* _Work instructions_
Copy out the rows below with each "place one pin" swapped for "set one marker" and nothing else altered.
## Begin Extracted material
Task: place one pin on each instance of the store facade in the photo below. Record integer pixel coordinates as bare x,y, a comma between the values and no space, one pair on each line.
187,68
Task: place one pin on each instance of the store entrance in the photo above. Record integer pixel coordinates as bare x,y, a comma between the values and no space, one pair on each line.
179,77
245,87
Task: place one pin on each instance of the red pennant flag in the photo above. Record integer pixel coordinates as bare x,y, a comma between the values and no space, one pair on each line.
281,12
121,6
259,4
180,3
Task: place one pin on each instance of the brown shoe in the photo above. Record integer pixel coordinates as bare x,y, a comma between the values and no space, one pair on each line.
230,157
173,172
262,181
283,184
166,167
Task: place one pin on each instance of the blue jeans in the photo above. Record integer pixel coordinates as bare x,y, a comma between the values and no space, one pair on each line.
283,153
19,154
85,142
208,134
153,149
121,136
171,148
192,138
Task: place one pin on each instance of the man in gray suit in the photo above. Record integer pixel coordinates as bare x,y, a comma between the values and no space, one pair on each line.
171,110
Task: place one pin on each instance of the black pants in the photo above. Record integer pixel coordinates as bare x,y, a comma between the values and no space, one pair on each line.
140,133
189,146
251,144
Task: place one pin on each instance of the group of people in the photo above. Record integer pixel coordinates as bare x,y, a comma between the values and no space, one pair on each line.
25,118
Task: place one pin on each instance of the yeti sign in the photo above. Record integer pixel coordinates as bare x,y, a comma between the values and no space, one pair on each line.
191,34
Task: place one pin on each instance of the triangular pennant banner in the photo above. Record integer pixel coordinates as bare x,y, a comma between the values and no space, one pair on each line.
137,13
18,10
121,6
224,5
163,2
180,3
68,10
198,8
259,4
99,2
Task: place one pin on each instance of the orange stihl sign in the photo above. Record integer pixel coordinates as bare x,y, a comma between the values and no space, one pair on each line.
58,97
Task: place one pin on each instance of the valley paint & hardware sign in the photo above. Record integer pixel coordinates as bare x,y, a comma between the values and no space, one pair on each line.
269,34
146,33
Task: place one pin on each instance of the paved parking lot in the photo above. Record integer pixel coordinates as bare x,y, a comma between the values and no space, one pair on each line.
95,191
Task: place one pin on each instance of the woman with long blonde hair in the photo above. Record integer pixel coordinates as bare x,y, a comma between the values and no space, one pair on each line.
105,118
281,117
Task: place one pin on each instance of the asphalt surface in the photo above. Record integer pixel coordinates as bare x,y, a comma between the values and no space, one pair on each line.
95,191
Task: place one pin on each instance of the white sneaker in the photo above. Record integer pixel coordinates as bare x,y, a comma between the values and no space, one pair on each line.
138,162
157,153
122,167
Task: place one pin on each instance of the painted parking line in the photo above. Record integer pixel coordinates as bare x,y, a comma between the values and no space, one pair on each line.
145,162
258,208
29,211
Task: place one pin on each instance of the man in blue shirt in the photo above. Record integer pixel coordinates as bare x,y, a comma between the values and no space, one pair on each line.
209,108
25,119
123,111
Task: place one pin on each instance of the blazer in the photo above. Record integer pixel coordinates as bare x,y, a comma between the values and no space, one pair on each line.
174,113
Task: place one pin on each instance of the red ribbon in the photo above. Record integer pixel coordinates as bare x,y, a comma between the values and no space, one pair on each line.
## End Extracted material
* _Exercise solution_
Task: set one marker on each instance of the store facade in the photo below. Record integer pixel coordinates as bare x,y, a comma between the values and no space, one pair on each line.
187,68
Task: set one marker on each instance of the store entrance in the photo above. Record integer pixel coordinates as bare x,y, a comma between the values and no space, one pair on each line.
179,77
245,87
Task: set one marker on each instance of the red pennant flag in the photo above. Record integer pixel coordinates as bare x,y, a comma between the values and no space, one pair on each line.
281,12
121,6
259,4
180,3
Task: set one marker on each instance of the brown shoe in the photo above. Record integer pixel coordinates as bare x,y, a comma between the values and no space, one pair on each line.
230,157
173,172
262,181
283,184
166,167
Task: set one marker on each instance of the blue jeans in the photo above. Record integer pixel coordinates as bare x,y, a comma between the values and no space, one pair on each line.
283,153
19,154
85,142
208,134
153,149
121,136
171,148
192,138
Task: set one marker on each instance of the man in gray suit in the photo above. Record integer pixel coordinates as bare x,y, a comma between the values and no space, one pair on each line.
171,110
Task: set one marker on each instance of the black pants in the photo above. Record integer pixel coordinates as bare x,y, a comma between the values and no space, one pair on each line.
140,133
189,146
251,144
Task: set one marker on each instance of the group of people in the photo above. Record integer pixel coordinates as bare x,y, a comma between the values and no space, one pair on each line.
25,118
Task: set one marker on each instance of the yeti sign in the photo above. Record integer pixel coordinates as bare x,y, a comma between the values and no space, one pair on each line.
191,34
Task: set one marker on each instance of the triangular pennant banner in the photo above. Record integer pixel coordinates as bare x,y, a comma between the values and no space, one pair on each line.
137,13
18,10
121,6
224,5
163,2
180,3
68,10
198,8
259,4
99,2
Task: set one marker on each instance of the orange stihl sign in the photo above. Record integer pixel coordinates as bare x,y, a comma between the values and no space, one pair on each line.
58,97
Task: set one marker on each instance of the valley paint & hardware sign in the photo above. Record integer pixel coordinates as bare x,y, a comma between the values and no space, one pair on each line.
269,34
146,33
Task: set one marker on each instance of the paved parking lot in the photo above. Record integer pixel coordinates as bare x,y, a comma between the values and no space, one pair on each line.
95,191
Task: set one marker on each instance of the woman with long blonde hair in the photo above. Record integer pixel coordinates as bare x,y, a comma between the values and no space, one pair on each line.
105,118
281,117
Task: set one marker on each instance of the asphalt surface in the photo above. Record integer pixel coordinates as bare x,y, a comma between the values and no space, one pair on each line.
95,191
Task: set one marker on each instance of the white sneaker in the photo above. Record integer pixel coordinates as bare x,y, a comma between the values and no space, one pair on each line.
138,162
157,153
122,167
Task: set one marker on each instance of the painted parking line in the photo above. Record integer pixel coordinates as bare x,y, a comma between the values and no space, one pair on each line.
145,162
258,208
29,211
Task: set one marker on each instance of the man in blue shirt in the photo above. Record integer pixel coordinates as bare x,y, a comma between the values and no space, one pair on each line.
209,108
25,119
123,111
Task: set one marker on each instance of the blazer in the photo above. Record integer pixel coordinates as bare x,y, a comma between the values and no space, one pair on each line.
174,113
Task: set one marker on each instance of the red ribbon in the photo above. Record integer pixel coordinates as bare x,y, a comma between the values and no space, one pair on each line.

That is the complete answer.